## What you will do
Set down every record below exactly as it stands, leaving out the pictures.

━━━ Records provided

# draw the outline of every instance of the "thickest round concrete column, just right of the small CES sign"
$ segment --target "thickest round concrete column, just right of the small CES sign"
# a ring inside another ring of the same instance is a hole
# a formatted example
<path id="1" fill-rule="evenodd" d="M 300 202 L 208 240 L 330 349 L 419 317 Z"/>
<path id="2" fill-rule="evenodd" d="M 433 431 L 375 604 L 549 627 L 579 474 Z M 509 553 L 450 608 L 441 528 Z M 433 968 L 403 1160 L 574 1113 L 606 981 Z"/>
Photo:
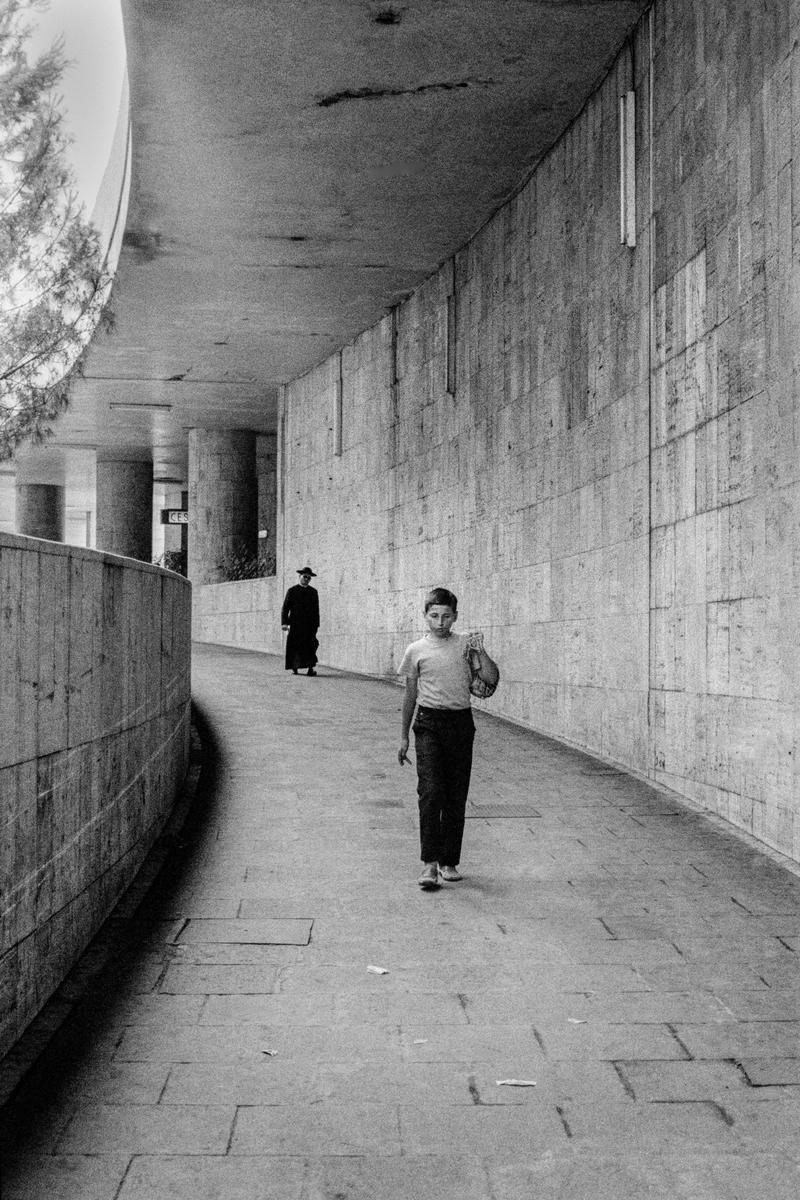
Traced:
<path id="1" fill-rule="evenodd" d="M 255 434 L 249 430 L 190 430 L 188 577 L 231 578 L 235 558 L 258 548 Z"/>

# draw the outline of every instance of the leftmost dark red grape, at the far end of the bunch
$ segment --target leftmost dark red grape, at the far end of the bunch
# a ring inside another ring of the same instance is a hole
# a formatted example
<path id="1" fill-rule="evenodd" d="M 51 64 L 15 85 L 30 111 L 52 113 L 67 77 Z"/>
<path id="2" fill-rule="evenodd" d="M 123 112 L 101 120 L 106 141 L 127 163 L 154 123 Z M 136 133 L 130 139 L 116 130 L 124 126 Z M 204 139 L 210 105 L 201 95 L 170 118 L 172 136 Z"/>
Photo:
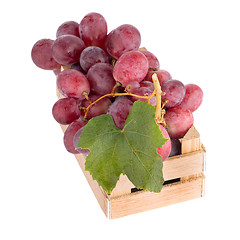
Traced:
<path id="1" fill-rule="evenodd" d="M 60 69 L 61 65 L 52 56 L 53 43 L 51 39 L 41 39 L 33 45 L 31 57 L 37 67 L 45 70 Z"/>

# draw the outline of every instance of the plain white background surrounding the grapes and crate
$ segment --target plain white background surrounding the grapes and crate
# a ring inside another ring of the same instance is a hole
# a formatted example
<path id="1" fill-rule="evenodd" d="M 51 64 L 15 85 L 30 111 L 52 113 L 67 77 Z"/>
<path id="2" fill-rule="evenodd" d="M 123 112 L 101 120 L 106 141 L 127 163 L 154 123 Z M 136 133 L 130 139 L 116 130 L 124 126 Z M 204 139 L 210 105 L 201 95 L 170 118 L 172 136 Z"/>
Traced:
<path id="1" fill-rule="evenodd" d="M 4 1 L 0 14 L 0 239 L 239 239 L 240 8 L 234 0 Z M 33 44 L 67 20 L 129 23 L 161 68 L 204 91 L 194 113 L 207 149 L 204 198 L 108 220 L 51 109 L 55 76 Z"/>

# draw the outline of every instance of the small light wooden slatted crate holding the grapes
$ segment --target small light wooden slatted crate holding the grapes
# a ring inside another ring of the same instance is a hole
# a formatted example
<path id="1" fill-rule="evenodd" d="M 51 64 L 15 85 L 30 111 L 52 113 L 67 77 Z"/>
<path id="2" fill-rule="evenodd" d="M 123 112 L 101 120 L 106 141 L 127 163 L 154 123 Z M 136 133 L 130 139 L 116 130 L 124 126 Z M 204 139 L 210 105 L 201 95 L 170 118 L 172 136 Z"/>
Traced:
<path id="1" fill-rule="evenodd" d="M 58 93 L 58 97 L 62 96 Z M 67 125 L 61 125 L 61 128 L 65 131 Z M 192 126 L 180 142 L 182 154 L 163 162 L 165 183 L 160 193 L 136 189 L 126 175 L 121 175 L 109 195 L 85 171 L 85 156 L 76 154 L 75 157 L 103 212 L 113 219 L 204 195 L 206 151 L 196 128 Z"/>

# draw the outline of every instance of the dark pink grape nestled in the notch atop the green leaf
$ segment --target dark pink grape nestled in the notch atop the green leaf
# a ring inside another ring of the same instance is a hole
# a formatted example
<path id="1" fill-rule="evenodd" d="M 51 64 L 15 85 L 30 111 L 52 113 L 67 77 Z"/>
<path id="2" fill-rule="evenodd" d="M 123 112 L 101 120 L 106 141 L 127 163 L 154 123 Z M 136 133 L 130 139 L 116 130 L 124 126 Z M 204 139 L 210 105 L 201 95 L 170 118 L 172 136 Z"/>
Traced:
<path id="1" fill-rule="evenodd" d="M 126 96 L 120 96 L 109 107 L 107 113 L 112 116 L 117 128 L 123 129 L 132 105 L 133 102 Z"/>

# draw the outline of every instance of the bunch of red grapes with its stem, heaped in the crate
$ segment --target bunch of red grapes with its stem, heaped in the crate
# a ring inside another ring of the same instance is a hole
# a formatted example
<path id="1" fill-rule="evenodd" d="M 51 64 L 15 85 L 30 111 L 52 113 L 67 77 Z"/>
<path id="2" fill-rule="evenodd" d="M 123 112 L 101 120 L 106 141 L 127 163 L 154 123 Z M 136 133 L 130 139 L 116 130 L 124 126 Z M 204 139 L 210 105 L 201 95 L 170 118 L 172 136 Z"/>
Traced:
<path id="1" fill-rule="evenodd" d="M 179 140 L 193 125 L 193 112 L 201 105 L 203 92 L 195 84 L 184 85 L 160 68 L 157 57 L 140 48 L 139 30 L 121 25 L 108 32 L 99 13 L 89 13 L 77 23 L 67 21 L 56 31 L 56 39 L 37 41 L 31 52 L 35 65 L 52 70 L 57 88 L 64 98 L 52 108 L 54 119 L 68 125 L 64 145 L 73 154 L 88 154 L 76 148 L 87 122 L 110 114 L 122 129 L 135 101 L 156 106 L 152 75 L 157 74 L 165 110 L 162 134 L 169 140 L 157 149 L 165 160 L 180 154 Z"/>

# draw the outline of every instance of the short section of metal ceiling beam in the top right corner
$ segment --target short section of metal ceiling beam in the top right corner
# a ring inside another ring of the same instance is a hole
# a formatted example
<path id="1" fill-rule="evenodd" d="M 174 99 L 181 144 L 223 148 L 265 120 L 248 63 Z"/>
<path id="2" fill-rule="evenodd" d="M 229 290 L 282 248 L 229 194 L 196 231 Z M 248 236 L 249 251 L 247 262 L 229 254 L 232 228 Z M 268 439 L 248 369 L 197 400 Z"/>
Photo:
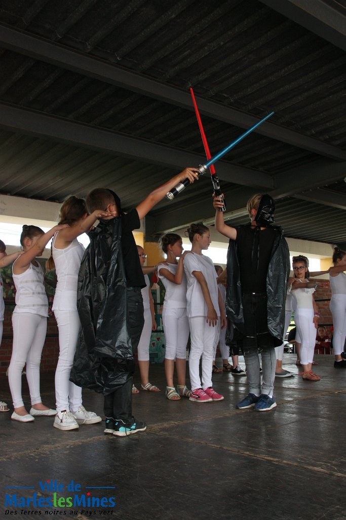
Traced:
<path id="1" fill-rule="evenodd" d="M 346 50 L 346 21 L 323 0 L 260 0 L 274 11 L 302 25 L 324 40 Z"/>

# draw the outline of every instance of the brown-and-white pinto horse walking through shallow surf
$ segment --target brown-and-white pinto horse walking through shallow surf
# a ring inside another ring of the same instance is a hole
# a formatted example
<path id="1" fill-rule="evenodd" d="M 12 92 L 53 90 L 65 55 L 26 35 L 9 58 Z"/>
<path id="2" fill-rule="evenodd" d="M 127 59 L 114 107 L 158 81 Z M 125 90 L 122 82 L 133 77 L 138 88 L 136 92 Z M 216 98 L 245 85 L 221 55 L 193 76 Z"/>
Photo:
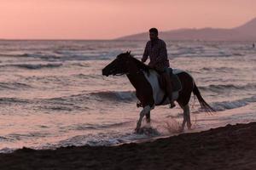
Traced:
<path id="1" fill-rule="evenodd" d="M 172 93 L 172 99 L 176 100 L 177 104 L 183 109 L 183 123 L 180 131 L 184 130 L 186 123 L 188 129 L 191 129 L 189 99 L 192 92 L 204 111 L 213 112 L 215 110 L 202 98 L 199 89 L 195 85 L 194 78 L 188 72 L 173 69 L 172 73 L 177 75 L 182 87 L 180 91 L 176 92 L 176 95 L 175 92 Z M 146 116 L 146 121 L 150 122 L 150 111 L 154 109 L 154 106 L 170 103 L 169 99 L 166 98 L 165 90 L 160 86 L 159 73 L 136 59 L 131 55 L 131 52 L 119 54 L 116 59 L 102 69 L 102 75 L 106 77 L 109 75 L 126 75 L 136 89 L 137 99 L 143 106 L 143 111 L 140 112 L 135 128 L 137 133 L 140 131 L 143 116 Z"/>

━━━━━━

## Written response
# draw the outline of every instance of the "thickest round concrete column, just right of the small CES sign"
$ segment --target "thickest round concrete column, just right of the small CES sign"
# a ring inside another ring of the same instance is a hole
# a formatted example
<path id="1" fill-rule="evenodd" d="M 300 202 L 208 240 L 330 349 L 419 317 Z"/>
<path id="2" fill-rule="evenodd" d="M 433 431 L 375 604 L 549 627 L 579 474 Z M 509 553 L 450 608 L 441 528 Z M 433 968 L 403 1160 L 574 1113 L 606 981 Z"/>
Photo:
Traced:
<path id="1" fill-rule="evenodd" d="M 255 434 L 249 430 L 190 430 L 188 577 L 231 578 L 235 558 L 258 548 Z"/>

# draw the outline of every instance of the leftmost dark red grape, at the far end of the bunch
$ segment --target leftmost dark red grape, at the far end of the bunch
# a ring inside another ring of the same instance is a hole
# a formatted example
<path id="1" fill-rule="evenodd" d="M 51 64 L 15 85 L 30 111 L 52 113 L 67 77 Z"/>
<path id="2" fill-rule="evenodd" d="M 123 112 L 101 120 L 106 141 L 127 163 L 154 123 Z M 136 133 L 130 139 L 116 130 L 124 126 Z M 204 139 L 210 105 L 201 95 L 170 118 L 172 136 Z"/>
Photo:
Traced:
<path id="1" fill-rule="evenodd" d="M 60 69 L 61 65 L 52 56 L 53 43 L 51 39 L 41 39 L 33 45 L 31 57 L 37 67 L 45 70 Z"/>

# draw the outline of every instance of the plain white background surrounding the grapes and crate
$ segment --target plain white background surrounding the grapes and crate
# a ring inside another ring of the same instance is a hole
# a formatted example
<path id="1" fill-rule="evenodd" d="M 51 64 L 15 85 L 30 111 L 52 113 L 67 77 Z"/>
<path id="2" fill-rule="evenodd" d="M 123 112 L 101 120 L 106 141 L 127 163 L 154 123 Z M 136 133 L 130 139 L 116 130 L 124 126 Z M 204 139 L 210 105 L 201 95 L 170 118 L 172 136 Z"/>
Traced:
<path id="1" fill-rule="evenodd" d="M 4 1 L 0 14 L 0 239 L 239 239 L 240 8 L 234 0 Z M 33 44 L 67 20 L 129 23 L 161 68 L 204 91 L 194 113 L 207 149 L 204 198 L 108 220 L 51 109 L 55 76 Z"/>

# draw the outline of every instance of the small light wooden slatted crate holding the grapes
$ segment --target small light wooden slatted crate holding the grapes
# a ring inside another ring of the same instance is a hole
# a formatted example
<path id="1" fill-rule="evenodd" d="M 51 64 L 15 85 L 30 111 L 52 113 L 67 77 Z"/>
<path id="2" fill-rule="evenodd" d="M 123 112 L 101 120 L 106 141 L 127 163 L 154 123 Z M 136 133 L 130 139 L 116 130 L 124 126 Z M 204 139 L 210 105 L 201 95 L 170 118 L 172 136 Z"/>
Traced:
<path id="1" fill-rule="evenodd" d="M 58 93 L 58 97 L 62 96 Z M 67 125 L 61 125 L 61 128 L 65 131 Z M 192 126 L 180 142 L 182 154 L 163 162 L 165 183 L 160 193 L 136 189 L 126 175 L 121 175 L 109 195 L 85 171 L 85 156 L 76 154 L 75 157 L 103 212 L 113 219 L 204 195 L 206 151 L 196 128 Z"/>

# draw the outline of every instance of the dark pink grape nestled in the notch atop the green leaf
$ segment --target dark pink grape nestled in the notch atop the green leaf
# a ring inside another ring of the same instance is a hole
# a formatted example
<path id="1" fill-rule="evenodd" d="M 51 64 L 15 85 L 30 111 L 52 113 L 67 77 Z"/>
<path id="2" fill-rule="evenodd" d="M 123 112 L 101 120 L 106 141 L 127 163 L 154 123 Z M 136 133 L 130 139 L 116 130 L 124 126 Z M 204 139 L 210 105 L 201 95 L 170 118 L 172 136 Z"/>
Traced:
<path id="1" fill-rule="evenodd" d="M 126 96 L 120 96 L 109 107 L 107 113 L 112 116 L 117 128 L 123 129 L 132 105 L 133 102 Z"/>

# draw the outline of every instance of the bunch of red grapes with its stem, heaped in the crate
$ segment --target bunch of red grapes with its stem, heaped in the crate
# a ring inside another ring of the same instance is a hole
# a formatted example
<path id="1" fill-rule="evenodd" d="M 51 64 L 15 85 L 30 111 L 52 113 L 67 77 Z"/>
<path id="2" fill-rule="evenodd" d="M 123 112 L 101 120 L 106 141 L 127 163 L 154 123 Z M 136 133 L 130 139 L 116 130 L 124 126 Z M 204 139 L 210 105 L 201 95 L 170 118 L 172 136 Z"/>
Traced:
<path id="1" fill-rule="evenodd" d="M 179 140 L 193 125 L 193 112 L 201 105 L 203 92 L 195 84 L 184 85 L 160 68 L 157 57 L 140 48 L 139 30 L 121 25 L 108 32 L 99 13 L 89 13 L 77 23 L 67 21 L 56 31 L 56 39 L 37 41 L 31 52 L 35 65 L 52 70 L 57 88 L 64 98 L 52 108 L 54 119 L 68 125 L 64 145 L 73 154 L 88 154 L 76 148 L 87 122 L 110 114 L 122 129 L 135 101 L 156 106 L 152 75 L 157 74 L 165 110 L 162 134 L 169 140 L 157 149 L 165 160 L 180 154 Z"/>

# draw the outline of every instance of the short section of metal ceiling beam in the top right corner
$ segment --target short section of metal ceiling beam in the top right corner
# a ring inside another ring of the same instance is a hole
# a formatted example
<path id="1" fill-rule="evenodd" d="M 174 99 L 181 144 L 223 148 L 265 120 L 248 63 Z"/>
<path id="2" fill-rule="evenodd" d="M 229 290 L 282 248 L 229 194 L 196 231 Z M 248 236 L 249 251 L 247 262 L 229 254 L 232 228 Z M 268 439 L 248 369 L 197 400 Z"/>
Photo:
Traced:
<path id="1" fill-rule="evenodd" d="M 346 50 L 346 21 L 323 0 L 260 0 L 274 11 L 302 25 L 324 40 Z"/>

# draw the outline of every instance of the brown-and-white pinto horse walking through shallow surf
$ segment --target brown-and-white pinto horse walking through shallow surf
# a ring inside another ring of the same instance is a hole
# a formatted example
<path id="1" fill-rule="evenodd" d="M 12 92 L 53 90 L 65 55 L 26 35 L 9 58 Z"/>
<path id="2" fill-rule="evenodd" d="M 127 59 L 114 107 L 158 81 Z M 125 90 L 122 82 L 133 77 L 138 88 L 136 92 Z M 216 98 L 245 85 L 221 55 L 193 76 Z"/>
Photo:
Traced:
<path id="1" fill-rule="evenodd" d="M 172 93 L 172 99 L 176 100 L 177 104 L 183 109 L 183 123 L 180 131 L 184 130 L 186 123 L 188 129 L 191 129 L 189 99 L 192 92 L 204 111 L 213 112 L 215 110 L 202 98 L 199 89 L 195 85 L 194 78 L 188 72 L 173 69 L 172 73 L 177 75 L 182 87 L 180 91 L 176 92 L 176 95 L 175 92 Z M 146 116 L 146 121 L 150 122 L 150 111 L 154 109 L 154 106 L 170 103 L 169 99 L 166 98 L 165 90 L 160 86 L 159 73 L 136 59 L 131 55 L 131 52 L 119 54 L 116 59 L 102 69 L 102 75 L 106 77 L 109 75 L 126 75 L 136 89 L 137 99 L 143 106 L 143 111 L 140 112 L 135 128 L 137 133 L 140 131 L 143 116 Z"/>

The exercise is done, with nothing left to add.